Exercise material >>

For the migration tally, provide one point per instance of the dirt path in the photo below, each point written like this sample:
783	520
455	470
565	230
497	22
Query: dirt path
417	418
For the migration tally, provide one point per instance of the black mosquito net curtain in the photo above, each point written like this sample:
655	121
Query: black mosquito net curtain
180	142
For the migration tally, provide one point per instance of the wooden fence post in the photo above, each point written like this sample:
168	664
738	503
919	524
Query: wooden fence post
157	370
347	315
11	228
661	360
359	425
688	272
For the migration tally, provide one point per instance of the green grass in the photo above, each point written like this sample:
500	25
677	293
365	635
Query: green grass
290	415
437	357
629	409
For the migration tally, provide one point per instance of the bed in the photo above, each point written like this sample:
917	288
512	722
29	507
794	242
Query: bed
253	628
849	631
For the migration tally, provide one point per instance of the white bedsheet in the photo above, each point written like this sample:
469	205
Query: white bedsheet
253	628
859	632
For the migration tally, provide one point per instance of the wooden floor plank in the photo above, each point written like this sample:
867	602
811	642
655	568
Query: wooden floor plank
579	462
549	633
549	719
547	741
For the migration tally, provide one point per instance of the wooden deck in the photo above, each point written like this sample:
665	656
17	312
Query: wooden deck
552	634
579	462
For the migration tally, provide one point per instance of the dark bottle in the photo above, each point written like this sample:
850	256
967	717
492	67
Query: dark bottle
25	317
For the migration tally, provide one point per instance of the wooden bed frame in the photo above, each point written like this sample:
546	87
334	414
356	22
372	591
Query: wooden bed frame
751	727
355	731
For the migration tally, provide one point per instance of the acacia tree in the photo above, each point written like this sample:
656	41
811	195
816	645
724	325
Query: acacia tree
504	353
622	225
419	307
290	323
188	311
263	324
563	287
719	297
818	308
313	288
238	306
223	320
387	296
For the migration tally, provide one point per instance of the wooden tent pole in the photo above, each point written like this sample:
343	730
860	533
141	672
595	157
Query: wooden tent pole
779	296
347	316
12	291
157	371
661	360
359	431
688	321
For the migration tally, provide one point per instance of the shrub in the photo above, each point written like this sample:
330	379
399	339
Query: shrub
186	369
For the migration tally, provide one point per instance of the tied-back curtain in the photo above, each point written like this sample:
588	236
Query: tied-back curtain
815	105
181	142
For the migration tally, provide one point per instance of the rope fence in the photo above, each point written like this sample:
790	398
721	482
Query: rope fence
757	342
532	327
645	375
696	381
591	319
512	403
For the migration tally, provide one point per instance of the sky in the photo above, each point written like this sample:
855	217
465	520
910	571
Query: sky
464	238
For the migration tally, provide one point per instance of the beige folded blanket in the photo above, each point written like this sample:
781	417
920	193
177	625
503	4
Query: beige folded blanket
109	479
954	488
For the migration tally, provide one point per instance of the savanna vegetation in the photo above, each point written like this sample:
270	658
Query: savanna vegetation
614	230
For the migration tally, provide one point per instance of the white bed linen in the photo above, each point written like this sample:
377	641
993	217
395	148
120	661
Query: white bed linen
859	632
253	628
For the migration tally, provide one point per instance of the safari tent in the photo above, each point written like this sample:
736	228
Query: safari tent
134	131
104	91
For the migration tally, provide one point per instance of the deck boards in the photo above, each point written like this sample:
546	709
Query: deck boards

Written instruction >> Repeat the records exactly, including every line.

Response to this task >>
For the migration tally, provide one point per instance of the dirt path in the photo below, each point written like this sample:
783	520
455	470
565	230
497	22
Query: dirt path
417	418
For the migration tally, provide one point per instance of the black mosquito net curtain in the photo above, each point written like this sample:
655	121
Query: black mosquito net curtain
180	142
For the migration tally, provide one point per instance of the wooden fence post in the photo above, each point written like this sample:
168	664
738	503
919	524
Query: wooden fence post
157	370
347	315
11	228
661	360
359	425
688	272
For the migration tally, provide one point per instance of the green grass in the photo above, each point written like this sample:
500	25
677	293
365	635
Query: green grass
290	415
437	357
629	409
For the migration tally, provide one point per instance of the bed in the photo above, each point written like this sample:
917	288
512	722
29	507
794	242
Query: bed
253	628
849	631
For the migration tally, provide one point per instance of the white bedsheet in the photo above, each point written like this sample:
469	205
Query: white bedsheet
253	628
859	632
For the migration tally, provide one point per instance of the wooden floor plank in the photo above, each point written like this sample:
867	602
811	642
655	568
Query: wooden floor plank
579	462
549	633
549	719
547	741
For the migration tally, provide one point per instance of the wooden deck in the photo above, each point written like this sample:
665	656
17	312
Query: wooden deck
552	634
579	462
For the migration tally, provide one point per instance of the dark bottle in the photo above, each point written like this sample:
850	256
967	717
492	67
Query: dark bottle
25	317
For the migration tally, provide one point per instance of the wooden bed frame in the photo above, each point written like this sample:
546	87
334	414
356	22
372	591
Query: wooden bed frame
751	727
355	731
For the migration tally, provide one point per instance of the acacia tree in the photo above, each point written like this sample:
656	41
811	195
816	645
724	325
Query: acacia tree
504	353
622	225
419	307
290	323
188	311
263	324
563	287
719	297
818	308
313	288
238	306
223	320
387	296
For the migration tally, provide one point per instance of the wooden tent pole in the photo above, each point written like this sample:
343	730
860	533
141	672
595	157
Query: wooden tent pole
779	296
347	316
12	291
157	371
661	360
359	431
688	321
For the migration tally, provide one point per instance of the shrub in the photo above, each point written like this sample:
330	379
399	339
Query: shrub
186	369
For the migration tally, provide one point per instance of the tied-back curtain in the photo above, each point written like this sample:
588	236
Query: tied-back curtain
815	105
181	142
For the migration tally, provide one point per instance of the rope fence in the photo above, each point written like this sample:
790	398
721	482
Query: rope fence
757	342
532	327
645	375
696	381
591	319
512	403
For the migration tally, provide one point per instance of the sky in the photo above, each point written like this sample:
855	217
465	520
910	571
Query: sky
464	238
For the migration tally, provide one point per instance of the beige folded blanket in the photo above, each point written like this sample:
781	417
920	193
177	625
503	4
Query: beige folded blanket
109	479
954	488
For the migration tally, provide one point per instance of the savanna vegetation in the photo above, each point written like this sample:
270	658
Query: savanna vegetation
614	230
For the migration tally, provide one point per instance of the white bed linen in the photo above, each point written like this sample:
377	641
993	217
395	148
120	661
Query: white bed linen
859	632
253	628
For the migration tally, provide one point per instance of the safari tent in the photo above, each point written like this sample:
736	228
Query: safari tent
134	131
104	91
For the migration tally, provide one point per instance of the deck boards in the photo above, each point written like this sample:
546	709
Query: deck boards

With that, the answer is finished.